Good Morning, Vietnam!
Sent from Hanoi, November 16, 2009

Robin Williams’ movie scenes are nothing like modern-day Vietnam. At 6 AM the streets are already teeming with people, scooters, buses and cars. Many Hanoi city folks gather to exercise in the early morning. Badminton games are everywhere and exercise groups of all types are ubiquitous, almost as ubiquitous as the cell phones.

By 8 AM the workday has commenced and the traffic is chaotic but not truly a “jam.” Somehow it works. There are 3 million scooters in this city of 6.5 million people. Many intersections have neither stop signs nor traffic lights. There is a remarkable order in the how the scooters and pedestrians and buses all seem to accommodate each other. Ask anyone who has been here and they will describe this cacophony to the reader who hasn’t yet put Vietnam on the top of the list of places to visit.

Vietnam is an emerging-market success story. Our GIC (Global Interdependence Center, www.interdependence.org) delegation has visited the stock exchange, where 400 listed companies now trade with a combined market cap of 50% of GDP. We met privately with the chairman of the VN version of the Securities and Exchange Commission. They were formed in 2007 and are dealing with the growing pains of rapidly expanding private-sector markets in a newly emerging country. This looks like a mini-China of a few years ago. Under present plans there will be 1500 companies trading soon, as the government sheds its state-owned industries and privatizes the economy. There is one Vietnam ETF in the US. It was launched in September and bears watching closely. The issue is that half of its weight is in the financials, and therein one finds an ongoing global problem. It also has limited liquidity because of newness. Cumberland hasn’t bought it yet, but it is on the watch list for future positioning in our global portfolios.

※

## TO BE DONE:
Copy out the entire Hanoi dispatch word for word. The lines that come next have nothing to do with this.

## INFORMATION SHOWN:
※

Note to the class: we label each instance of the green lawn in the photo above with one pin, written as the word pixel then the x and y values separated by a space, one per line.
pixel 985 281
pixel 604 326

※

## RESPONSE FOR THIS EXERCISE:
Good Morning, Vietnam!
Sent from Hanoi, November 16, 2009

Robin Williams’ movie scenes are nothing like modern-day Vietnam. At 6 AM the streets are already teeming with people, scooters, buses and cars. Many Hanoi city folks gather to exercise in the early morning. Badminton games are everywhere and exercise groups of all types are ubiquitous, almost as ubiquitous as the cell phones.

By 8 AM the workday has commenced and the traffic is chaotic but not truly a “jam.” Somehow it works. There are 3 million scooters in this city of 6.5 million people. Many intersections have neither stop signs nor traffic lights. There is a remarkable order in the how the scooters and pedestrians and buses all seem to accommodate each other. Ask anyone who has been here and they will describe this cacophony to the reader who hasn’t yet put Vietnam on the top of the list of places to visit.

Vietnam is an emerging-market success story. Our GIC (Global Interdependence Center, www.interdependence.org) delegation has visited the stock exchange, where 400 listed companies now trade with a combined market cap of 50% of GDP. We met privately with the chairman of the VN version of the Securities and Exchange Commission. They were formed in 2007 and are dealing with the growing pains of rapidly expanding private-sector markets in a newly emerging country. This looks like a mini-China of a few years ago. Under present plans there will be 1500 companies trading soon, as the government sheds its state-owned industries and privatizes the economy. There is one Vietnam ETF in the US. It was launched in September and bears watching closely. The issue is that half of its weight is in the financials, and therein one finds an ongoing global problem. It also has limited liquidity because of newness. Cumberland hasn’t bought it yet, but it is on the watch list for future positioning in our global portfolios.